Testo da esaminare:
=-=-=

Inf. di B. Durante

Verso la conclusione dell’anno 1648. Papa Innocenzo X nomina vescovo di Castro, piccola cittadina a pochi chilometri da Roma, CRISTOFORO GIARDA da Novara, barnabita. Il Duca di Parma Ranuccio Farnese, cui spetta la feudale potestà sul ducato di Castro, minaccia il Giarda, invitandolo a non presentarsi a Castro.
In quel periodo la Curia e la famiglia Farnese erano impegnati in una serrata lotta per il possesso del piccolo ducato laziale, una enclave indipendente alle porte di Roma.
Questa contesa si chiuderà il 19 aprile dell'anno successivo, con l'
entrata dell'esercito pontificio a Castro dopo un breve assedio e l'annessione del ducato allo Stato della Chiesa.
Ma un mese prima, il 19 marzo dello stesso anno, il vescovo Giarda aveva già pagato a caro prezzo il tentativo di entrare in "possesso" della propria cattedra episcopale.
Le notizie sul mortale attentato, il cui mandante nell'opinione generale ovviamente il Farnese affiancato dal suo segretario Jacopo Gaufrido, sono prese dal Compendio ed epilogo della vita e morte del monsig. Cristoforo Giarda, ultimo vescovo di Castro (da un Manoscritto conservato dalla famiglia Valvassori di Orvieto).

=-=-=

Righe fornite:

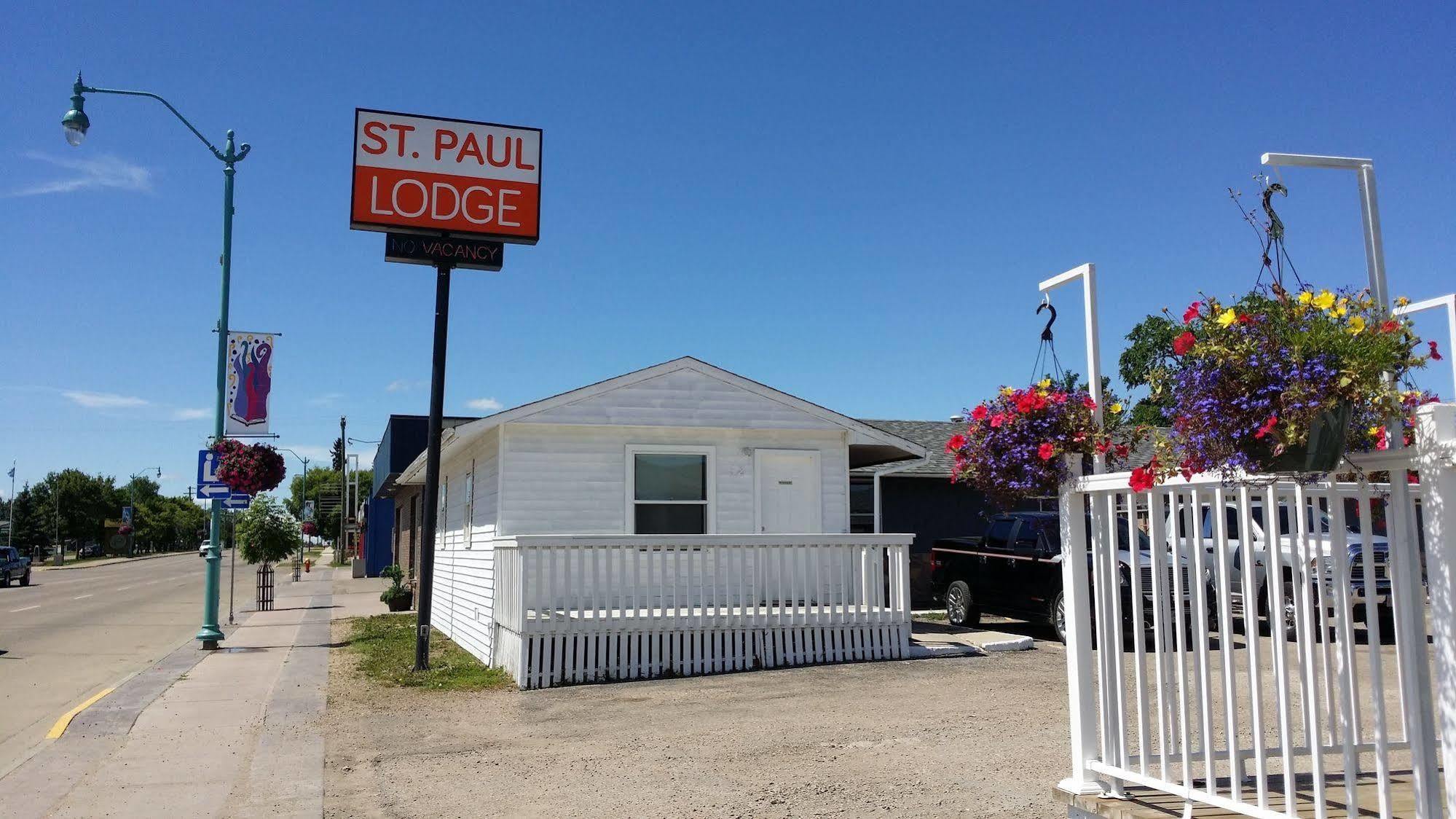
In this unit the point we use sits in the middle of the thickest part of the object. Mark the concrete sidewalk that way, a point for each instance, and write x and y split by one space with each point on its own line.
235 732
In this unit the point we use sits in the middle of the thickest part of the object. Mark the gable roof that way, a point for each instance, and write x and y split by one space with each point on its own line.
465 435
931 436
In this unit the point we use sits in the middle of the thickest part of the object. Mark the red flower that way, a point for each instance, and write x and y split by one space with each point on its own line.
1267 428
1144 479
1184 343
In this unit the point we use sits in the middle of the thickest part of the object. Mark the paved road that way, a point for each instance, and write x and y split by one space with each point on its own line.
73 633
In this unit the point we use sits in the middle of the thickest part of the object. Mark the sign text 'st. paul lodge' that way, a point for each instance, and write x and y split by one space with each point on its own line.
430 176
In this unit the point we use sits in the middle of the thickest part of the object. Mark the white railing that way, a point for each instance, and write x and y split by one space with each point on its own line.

=-=-=

Consegna del compito:
Trascrivi parola per parola la parte del testo sul vescovo Giarda che comincia con "Inf. di B. Durante" e finisce con "presentarsi a Castro.".

Risposta scritta:
Inf. di B. Durante

Verso la conclusione dell’anno 1648. Papa Innocenzo X nomina vescovo di Castro, piccola cittadina a pochi chilometri da Roma, CRISTOFORO GIARDA da Novara, barnabita. Il Duca di Parma Ranuccio Farnese, cui spetta la feudale potestà sul ducato di Castro, minaccia il Giarda, invitandolo a non presentarsi a Castro.